* Exercise description: Lines from the one containing "mmk i see the picture, now point out the outstretched arm" through the final line of the records are the only ones to copy, and each must match exactly.

* Data under study:

....

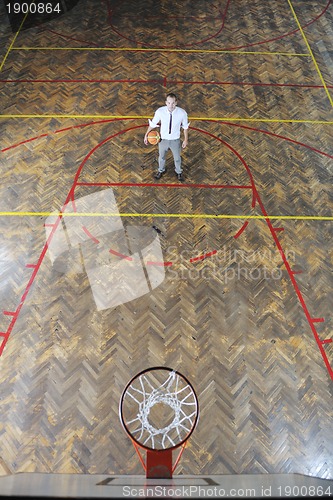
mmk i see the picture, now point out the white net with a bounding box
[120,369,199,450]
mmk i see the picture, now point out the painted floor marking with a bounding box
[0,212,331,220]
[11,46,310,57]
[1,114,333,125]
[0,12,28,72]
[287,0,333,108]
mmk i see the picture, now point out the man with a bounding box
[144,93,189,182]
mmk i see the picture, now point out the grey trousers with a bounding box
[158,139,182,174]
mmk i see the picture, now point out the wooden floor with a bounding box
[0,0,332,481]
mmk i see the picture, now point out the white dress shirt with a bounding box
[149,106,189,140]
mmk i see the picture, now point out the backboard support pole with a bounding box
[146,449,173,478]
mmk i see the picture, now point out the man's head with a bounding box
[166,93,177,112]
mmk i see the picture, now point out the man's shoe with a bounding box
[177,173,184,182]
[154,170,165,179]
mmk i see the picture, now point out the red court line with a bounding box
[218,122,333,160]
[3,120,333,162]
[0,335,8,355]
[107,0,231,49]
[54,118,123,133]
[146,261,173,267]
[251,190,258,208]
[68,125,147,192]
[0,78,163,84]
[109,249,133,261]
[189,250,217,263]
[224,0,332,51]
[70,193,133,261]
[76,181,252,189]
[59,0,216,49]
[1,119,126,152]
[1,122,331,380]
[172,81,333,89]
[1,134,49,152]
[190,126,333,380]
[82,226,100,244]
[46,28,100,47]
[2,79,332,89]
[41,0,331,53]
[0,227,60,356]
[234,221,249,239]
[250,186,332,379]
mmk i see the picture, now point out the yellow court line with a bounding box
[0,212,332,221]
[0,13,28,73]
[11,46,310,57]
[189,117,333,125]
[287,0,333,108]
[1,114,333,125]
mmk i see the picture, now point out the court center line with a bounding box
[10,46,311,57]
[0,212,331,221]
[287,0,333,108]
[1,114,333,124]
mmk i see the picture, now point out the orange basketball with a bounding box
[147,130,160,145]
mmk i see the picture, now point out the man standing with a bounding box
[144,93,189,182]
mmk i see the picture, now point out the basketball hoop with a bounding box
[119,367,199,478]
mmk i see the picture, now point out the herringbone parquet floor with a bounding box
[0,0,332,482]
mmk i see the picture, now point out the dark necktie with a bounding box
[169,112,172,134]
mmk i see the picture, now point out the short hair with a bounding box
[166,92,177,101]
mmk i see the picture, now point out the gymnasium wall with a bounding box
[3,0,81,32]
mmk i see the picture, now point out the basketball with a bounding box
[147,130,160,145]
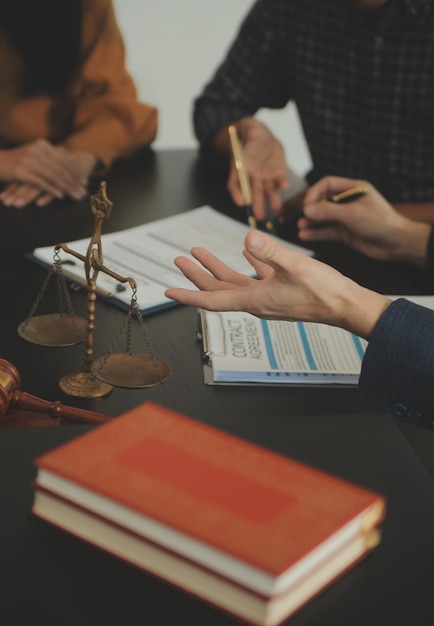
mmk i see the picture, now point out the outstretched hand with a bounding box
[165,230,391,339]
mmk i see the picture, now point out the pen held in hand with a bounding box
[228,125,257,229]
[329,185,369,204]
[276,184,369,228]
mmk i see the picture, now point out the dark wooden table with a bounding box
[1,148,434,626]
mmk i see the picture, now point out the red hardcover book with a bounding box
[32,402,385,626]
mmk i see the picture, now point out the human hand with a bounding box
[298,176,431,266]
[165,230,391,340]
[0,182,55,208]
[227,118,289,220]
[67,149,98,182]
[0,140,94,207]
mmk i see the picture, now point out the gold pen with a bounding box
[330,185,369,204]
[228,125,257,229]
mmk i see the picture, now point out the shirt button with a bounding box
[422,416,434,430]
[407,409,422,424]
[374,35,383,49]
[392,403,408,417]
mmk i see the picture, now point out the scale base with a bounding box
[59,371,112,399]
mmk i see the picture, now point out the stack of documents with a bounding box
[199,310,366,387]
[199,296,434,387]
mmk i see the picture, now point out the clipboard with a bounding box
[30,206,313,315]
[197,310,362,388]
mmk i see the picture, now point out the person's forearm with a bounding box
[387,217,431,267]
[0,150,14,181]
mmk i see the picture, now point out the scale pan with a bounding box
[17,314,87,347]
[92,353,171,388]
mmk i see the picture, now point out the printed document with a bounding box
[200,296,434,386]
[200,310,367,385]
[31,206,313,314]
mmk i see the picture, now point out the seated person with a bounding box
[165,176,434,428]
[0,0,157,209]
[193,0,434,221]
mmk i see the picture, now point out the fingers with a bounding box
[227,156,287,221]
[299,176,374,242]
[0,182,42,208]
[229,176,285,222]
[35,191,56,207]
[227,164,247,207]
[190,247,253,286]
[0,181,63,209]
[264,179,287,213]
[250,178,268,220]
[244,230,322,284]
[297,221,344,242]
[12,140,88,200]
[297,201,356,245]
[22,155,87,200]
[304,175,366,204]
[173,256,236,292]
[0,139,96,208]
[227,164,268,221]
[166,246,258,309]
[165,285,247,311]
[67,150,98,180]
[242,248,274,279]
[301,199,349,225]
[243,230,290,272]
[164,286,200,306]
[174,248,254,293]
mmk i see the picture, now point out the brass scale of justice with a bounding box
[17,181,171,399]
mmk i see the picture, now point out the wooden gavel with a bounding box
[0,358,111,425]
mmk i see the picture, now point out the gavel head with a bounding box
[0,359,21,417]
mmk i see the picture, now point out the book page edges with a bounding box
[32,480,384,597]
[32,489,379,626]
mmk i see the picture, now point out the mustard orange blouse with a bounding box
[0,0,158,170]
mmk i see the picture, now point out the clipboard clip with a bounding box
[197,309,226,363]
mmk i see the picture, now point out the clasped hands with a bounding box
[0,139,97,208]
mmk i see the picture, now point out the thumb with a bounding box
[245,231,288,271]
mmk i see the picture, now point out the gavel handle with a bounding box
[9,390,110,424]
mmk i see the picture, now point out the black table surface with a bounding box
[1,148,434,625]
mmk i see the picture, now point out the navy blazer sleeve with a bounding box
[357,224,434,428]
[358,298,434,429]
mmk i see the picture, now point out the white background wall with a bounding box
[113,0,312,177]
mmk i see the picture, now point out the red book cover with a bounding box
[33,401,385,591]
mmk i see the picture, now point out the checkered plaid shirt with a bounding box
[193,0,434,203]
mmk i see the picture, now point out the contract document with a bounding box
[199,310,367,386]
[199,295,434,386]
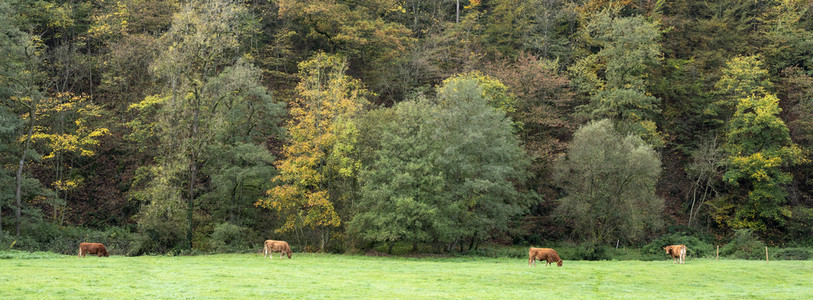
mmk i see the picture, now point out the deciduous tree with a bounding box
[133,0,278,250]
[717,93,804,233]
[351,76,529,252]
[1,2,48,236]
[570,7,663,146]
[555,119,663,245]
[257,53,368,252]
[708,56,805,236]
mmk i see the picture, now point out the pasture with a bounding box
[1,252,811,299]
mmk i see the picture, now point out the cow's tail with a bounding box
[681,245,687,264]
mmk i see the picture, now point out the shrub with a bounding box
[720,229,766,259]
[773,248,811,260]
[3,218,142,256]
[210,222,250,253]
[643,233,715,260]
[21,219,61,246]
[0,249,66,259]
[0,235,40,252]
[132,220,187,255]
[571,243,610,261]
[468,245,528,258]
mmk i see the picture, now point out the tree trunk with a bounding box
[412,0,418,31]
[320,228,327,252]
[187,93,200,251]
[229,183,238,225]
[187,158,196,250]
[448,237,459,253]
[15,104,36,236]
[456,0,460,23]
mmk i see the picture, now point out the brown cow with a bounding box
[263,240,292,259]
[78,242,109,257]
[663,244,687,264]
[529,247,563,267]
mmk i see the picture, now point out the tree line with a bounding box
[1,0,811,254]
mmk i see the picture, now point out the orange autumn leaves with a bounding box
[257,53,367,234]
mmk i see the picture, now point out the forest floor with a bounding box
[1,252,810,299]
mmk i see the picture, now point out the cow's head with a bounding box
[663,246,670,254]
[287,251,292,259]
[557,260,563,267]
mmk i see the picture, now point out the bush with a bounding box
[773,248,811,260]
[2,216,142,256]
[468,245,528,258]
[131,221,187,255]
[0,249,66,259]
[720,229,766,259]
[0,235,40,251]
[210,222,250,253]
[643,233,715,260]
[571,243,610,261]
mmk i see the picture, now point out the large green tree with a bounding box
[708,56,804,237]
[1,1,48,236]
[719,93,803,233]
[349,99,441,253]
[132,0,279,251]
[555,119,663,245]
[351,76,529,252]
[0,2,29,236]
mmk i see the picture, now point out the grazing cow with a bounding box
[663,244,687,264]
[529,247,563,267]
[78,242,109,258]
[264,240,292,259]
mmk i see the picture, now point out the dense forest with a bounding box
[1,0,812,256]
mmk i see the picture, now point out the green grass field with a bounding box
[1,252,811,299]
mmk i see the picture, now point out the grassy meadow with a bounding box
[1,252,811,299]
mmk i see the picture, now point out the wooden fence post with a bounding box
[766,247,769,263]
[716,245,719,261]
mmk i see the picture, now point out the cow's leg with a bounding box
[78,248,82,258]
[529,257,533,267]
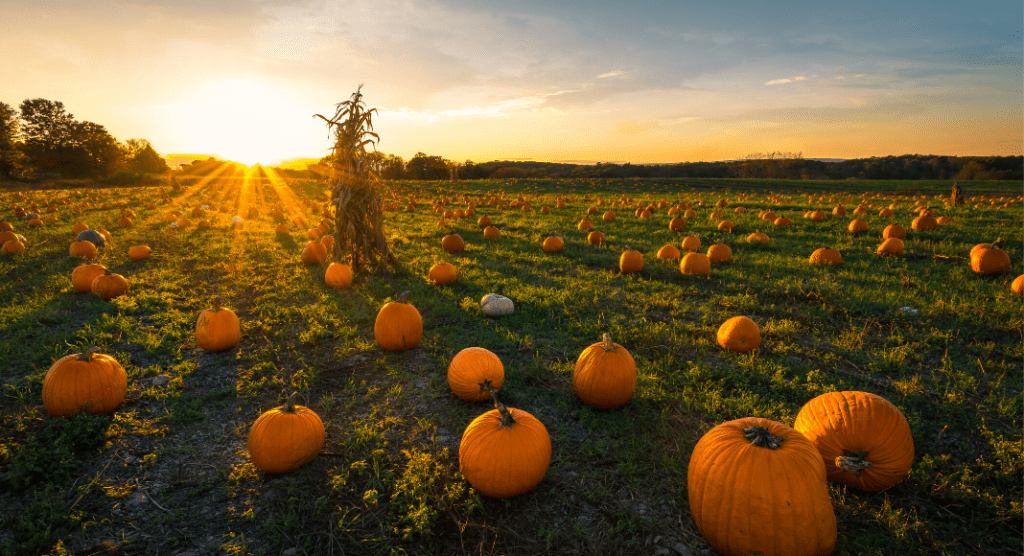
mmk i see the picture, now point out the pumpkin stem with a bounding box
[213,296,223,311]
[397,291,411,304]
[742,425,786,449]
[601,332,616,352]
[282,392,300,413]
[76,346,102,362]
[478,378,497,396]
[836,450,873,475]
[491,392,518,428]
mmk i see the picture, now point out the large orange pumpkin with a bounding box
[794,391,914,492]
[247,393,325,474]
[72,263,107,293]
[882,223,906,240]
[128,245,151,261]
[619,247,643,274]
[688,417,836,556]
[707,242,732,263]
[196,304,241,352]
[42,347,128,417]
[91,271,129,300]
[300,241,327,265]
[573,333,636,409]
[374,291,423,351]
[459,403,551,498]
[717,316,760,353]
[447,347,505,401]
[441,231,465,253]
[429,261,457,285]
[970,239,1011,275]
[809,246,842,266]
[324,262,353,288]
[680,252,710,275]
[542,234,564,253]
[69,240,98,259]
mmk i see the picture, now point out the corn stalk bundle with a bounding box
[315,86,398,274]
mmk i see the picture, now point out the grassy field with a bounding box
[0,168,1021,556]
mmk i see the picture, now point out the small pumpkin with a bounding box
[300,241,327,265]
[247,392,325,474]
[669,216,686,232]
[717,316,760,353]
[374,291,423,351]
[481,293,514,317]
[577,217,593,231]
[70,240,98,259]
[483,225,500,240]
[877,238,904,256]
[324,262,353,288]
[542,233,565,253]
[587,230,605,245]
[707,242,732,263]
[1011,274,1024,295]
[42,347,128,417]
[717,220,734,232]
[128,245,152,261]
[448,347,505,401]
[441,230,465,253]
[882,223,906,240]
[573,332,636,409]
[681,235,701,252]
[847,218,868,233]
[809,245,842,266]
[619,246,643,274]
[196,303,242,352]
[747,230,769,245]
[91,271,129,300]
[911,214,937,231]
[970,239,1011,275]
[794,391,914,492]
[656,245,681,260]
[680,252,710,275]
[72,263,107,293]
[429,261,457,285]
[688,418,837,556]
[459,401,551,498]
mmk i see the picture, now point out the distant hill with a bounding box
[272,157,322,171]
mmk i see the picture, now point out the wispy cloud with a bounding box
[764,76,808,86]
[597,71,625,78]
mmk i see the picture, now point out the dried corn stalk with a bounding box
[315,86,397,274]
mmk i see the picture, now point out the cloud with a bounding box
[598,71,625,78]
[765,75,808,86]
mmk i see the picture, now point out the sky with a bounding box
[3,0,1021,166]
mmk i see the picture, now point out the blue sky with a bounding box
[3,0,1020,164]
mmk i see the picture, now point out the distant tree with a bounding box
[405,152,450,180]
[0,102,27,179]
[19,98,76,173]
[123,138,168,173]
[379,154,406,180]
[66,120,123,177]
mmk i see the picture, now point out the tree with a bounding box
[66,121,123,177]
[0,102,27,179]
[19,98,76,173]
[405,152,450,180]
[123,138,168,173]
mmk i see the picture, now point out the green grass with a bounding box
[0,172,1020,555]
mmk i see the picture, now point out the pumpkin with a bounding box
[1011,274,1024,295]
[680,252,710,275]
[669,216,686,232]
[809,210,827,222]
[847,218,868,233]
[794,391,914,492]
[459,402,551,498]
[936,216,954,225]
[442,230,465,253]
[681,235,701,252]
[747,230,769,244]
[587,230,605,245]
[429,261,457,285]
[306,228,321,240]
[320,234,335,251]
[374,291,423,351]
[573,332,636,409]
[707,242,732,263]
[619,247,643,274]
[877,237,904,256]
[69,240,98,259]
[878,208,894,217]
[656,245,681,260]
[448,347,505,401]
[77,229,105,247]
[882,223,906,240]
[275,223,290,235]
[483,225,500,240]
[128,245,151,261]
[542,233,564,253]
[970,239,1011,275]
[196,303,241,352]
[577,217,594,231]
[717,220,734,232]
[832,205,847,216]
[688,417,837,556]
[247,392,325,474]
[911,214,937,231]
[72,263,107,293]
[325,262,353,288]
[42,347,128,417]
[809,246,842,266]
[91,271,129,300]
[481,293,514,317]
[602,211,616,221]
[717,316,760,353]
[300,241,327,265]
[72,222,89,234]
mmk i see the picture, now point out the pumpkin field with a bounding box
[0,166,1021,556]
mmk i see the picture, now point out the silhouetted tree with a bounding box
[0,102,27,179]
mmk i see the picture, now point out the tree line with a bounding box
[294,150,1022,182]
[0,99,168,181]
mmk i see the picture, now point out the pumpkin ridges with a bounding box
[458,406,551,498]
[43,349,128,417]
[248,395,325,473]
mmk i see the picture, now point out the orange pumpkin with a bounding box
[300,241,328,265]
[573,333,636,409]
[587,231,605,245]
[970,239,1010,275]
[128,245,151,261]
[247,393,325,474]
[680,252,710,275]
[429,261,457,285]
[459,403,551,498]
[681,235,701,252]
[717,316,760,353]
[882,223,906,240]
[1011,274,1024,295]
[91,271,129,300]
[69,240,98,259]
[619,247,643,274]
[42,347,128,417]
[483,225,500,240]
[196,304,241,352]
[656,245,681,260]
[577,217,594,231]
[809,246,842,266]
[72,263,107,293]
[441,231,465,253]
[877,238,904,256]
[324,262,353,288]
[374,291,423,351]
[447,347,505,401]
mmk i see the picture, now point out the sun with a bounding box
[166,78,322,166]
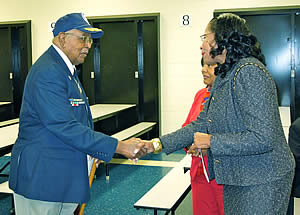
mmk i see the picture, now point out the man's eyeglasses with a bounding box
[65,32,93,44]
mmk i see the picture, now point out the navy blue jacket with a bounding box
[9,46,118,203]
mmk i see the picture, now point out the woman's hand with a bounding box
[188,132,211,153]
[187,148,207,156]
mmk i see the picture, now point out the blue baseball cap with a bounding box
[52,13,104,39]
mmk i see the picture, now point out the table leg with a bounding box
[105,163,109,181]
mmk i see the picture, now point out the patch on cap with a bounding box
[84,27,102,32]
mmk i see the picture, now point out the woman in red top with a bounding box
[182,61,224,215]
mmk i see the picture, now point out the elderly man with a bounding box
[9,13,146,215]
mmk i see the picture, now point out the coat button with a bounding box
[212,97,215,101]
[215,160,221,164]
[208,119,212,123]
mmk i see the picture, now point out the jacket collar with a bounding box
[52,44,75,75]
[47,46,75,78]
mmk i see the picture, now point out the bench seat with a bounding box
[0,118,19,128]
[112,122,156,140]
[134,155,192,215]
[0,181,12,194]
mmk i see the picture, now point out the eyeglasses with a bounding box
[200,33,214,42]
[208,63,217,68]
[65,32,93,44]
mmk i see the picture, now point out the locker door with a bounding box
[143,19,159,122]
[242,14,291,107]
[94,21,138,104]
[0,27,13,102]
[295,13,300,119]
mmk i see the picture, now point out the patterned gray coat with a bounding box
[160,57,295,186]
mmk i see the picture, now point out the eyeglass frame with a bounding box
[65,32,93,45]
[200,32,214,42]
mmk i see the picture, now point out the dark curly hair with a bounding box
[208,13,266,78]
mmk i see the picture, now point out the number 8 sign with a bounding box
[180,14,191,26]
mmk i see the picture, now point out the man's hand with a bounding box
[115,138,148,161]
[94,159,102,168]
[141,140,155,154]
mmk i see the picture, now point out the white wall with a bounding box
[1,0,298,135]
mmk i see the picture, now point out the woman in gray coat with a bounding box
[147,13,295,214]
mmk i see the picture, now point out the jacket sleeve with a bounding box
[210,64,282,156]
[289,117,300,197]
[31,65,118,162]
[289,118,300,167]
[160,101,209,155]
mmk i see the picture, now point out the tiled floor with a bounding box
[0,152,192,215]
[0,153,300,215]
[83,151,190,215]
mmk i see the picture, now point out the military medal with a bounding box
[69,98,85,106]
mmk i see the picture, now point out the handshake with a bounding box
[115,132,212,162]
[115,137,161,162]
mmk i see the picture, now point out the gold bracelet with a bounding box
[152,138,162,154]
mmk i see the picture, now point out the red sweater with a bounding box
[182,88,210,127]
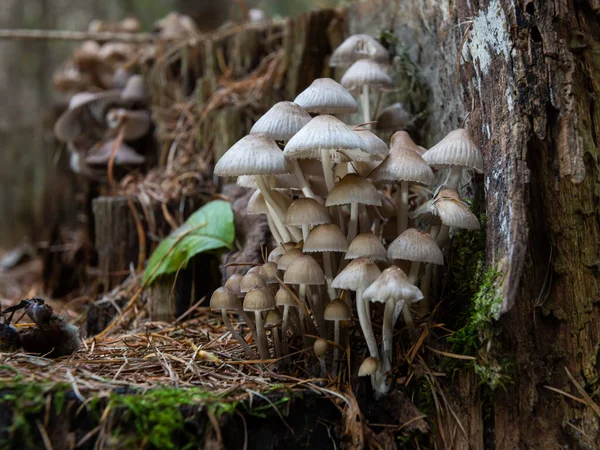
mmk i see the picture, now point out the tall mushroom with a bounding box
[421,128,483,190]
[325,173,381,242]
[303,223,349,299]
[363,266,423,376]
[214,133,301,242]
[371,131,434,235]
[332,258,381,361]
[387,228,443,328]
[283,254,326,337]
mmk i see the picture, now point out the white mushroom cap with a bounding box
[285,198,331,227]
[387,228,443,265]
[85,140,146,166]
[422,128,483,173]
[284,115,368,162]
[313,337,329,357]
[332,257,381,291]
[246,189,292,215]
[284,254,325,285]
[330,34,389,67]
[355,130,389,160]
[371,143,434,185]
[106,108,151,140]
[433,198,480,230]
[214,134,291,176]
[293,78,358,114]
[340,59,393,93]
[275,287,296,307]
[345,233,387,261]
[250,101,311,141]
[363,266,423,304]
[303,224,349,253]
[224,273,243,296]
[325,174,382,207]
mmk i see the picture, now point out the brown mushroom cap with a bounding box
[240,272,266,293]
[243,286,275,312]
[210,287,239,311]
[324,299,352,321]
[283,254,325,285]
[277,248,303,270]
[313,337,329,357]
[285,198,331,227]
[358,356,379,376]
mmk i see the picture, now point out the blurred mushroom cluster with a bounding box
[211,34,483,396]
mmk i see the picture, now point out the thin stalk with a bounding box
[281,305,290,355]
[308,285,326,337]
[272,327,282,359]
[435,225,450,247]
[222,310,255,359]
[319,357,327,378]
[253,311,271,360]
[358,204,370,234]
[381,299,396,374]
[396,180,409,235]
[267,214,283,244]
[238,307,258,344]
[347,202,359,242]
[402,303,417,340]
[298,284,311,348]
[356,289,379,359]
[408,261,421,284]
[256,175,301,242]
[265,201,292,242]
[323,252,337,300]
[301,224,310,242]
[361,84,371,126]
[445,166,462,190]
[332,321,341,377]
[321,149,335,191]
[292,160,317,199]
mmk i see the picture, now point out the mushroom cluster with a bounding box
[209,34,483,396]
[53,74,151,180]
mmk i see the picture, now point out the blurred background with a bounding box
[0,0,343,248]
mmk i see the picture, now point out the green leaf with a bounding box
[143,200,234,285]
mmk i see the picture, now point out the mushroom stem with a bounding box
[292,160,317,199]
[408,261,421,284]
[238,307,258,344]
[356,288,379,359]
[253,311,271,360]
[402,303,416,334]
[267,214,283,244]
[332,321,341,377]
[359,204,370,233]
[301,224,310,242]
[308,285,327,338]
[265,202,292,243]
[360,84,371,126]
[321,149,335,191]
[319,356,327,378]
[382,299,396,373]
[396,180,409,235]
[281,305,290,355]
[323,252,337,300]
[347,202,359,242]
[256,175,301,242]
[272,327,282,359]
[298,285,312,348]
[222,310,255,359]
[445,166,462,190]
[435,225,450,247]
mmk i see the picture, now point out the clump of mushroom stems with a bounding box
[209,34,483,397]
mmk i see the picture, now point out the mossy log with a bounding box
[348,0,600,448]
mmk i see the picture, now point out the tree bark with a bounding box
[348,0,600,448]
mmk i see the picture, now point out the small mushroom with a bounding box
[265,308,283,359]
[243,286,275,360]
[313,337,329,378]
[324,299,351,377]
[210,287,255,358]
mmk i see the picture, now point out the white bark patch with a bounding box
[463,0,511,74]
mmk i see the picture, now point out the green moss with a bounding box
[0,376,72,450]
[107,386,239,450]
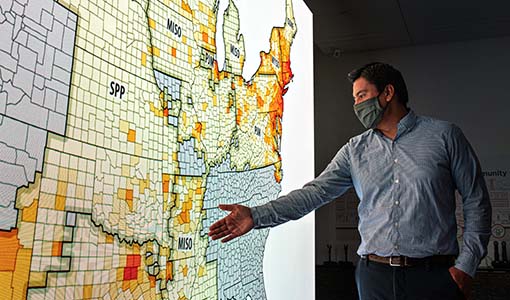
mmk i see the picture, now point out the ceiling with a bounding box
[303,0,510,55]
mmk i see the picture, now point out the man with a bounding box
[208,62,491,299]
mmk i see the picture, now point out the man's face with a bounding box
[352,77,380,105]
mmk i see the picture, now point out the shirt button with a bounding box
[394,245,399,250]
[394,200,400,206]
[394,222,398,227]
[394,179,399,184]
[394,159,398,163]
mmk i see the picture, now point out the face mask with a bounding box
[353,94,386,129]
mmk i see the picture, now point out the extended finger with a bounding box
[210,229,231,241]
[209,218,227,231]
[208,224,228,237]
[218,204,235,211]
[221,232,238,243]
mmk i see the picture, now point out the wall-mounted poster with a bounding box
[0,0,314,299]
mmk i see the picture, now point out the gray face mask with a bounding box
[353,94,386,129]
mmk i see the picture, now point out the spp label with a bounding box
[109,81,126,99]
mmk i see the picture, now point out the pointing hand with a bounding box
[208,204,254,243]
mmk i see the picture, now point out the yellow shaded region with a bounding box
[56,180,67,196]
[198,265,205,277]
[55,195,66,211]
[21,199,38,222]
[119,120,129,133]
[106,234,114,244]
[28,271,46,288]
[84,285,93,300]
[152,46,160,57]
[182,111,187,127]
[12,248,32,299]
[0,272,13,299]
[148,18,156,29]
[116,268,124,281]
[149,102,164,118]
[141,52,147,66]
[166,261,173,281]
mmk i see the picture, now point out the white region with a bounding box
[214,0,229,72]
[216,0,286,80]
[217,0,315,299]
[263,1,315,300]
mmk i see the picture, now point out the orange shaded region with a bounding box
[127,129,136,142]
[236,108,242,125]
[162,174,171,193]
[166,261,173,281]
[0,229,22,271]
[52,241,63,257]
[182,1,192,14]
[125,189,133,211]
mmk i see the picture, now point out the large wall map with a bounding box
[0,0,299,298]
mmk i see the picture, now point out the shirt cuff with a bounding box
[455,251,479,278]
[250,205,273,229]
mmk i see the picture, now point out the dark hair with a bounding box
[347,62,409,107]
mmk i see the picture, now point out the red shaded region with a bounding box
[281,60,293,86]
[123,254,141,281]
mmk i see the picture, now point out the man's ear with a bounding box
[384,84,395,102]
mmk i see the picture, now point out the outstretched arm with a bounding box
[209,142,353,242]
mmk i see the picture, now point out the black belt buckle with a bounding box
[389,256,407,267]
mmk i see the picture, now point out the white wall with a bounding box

....

* Task solution:
mmk i see the picture, now point out the outstretched arm with a bounding box
[209,142,353,242]
mmk i see the picture, now point out the black belt buckle with a bounding box
[389,256,407,267]
mmk i see the picture, now point out the white wall with a bounding box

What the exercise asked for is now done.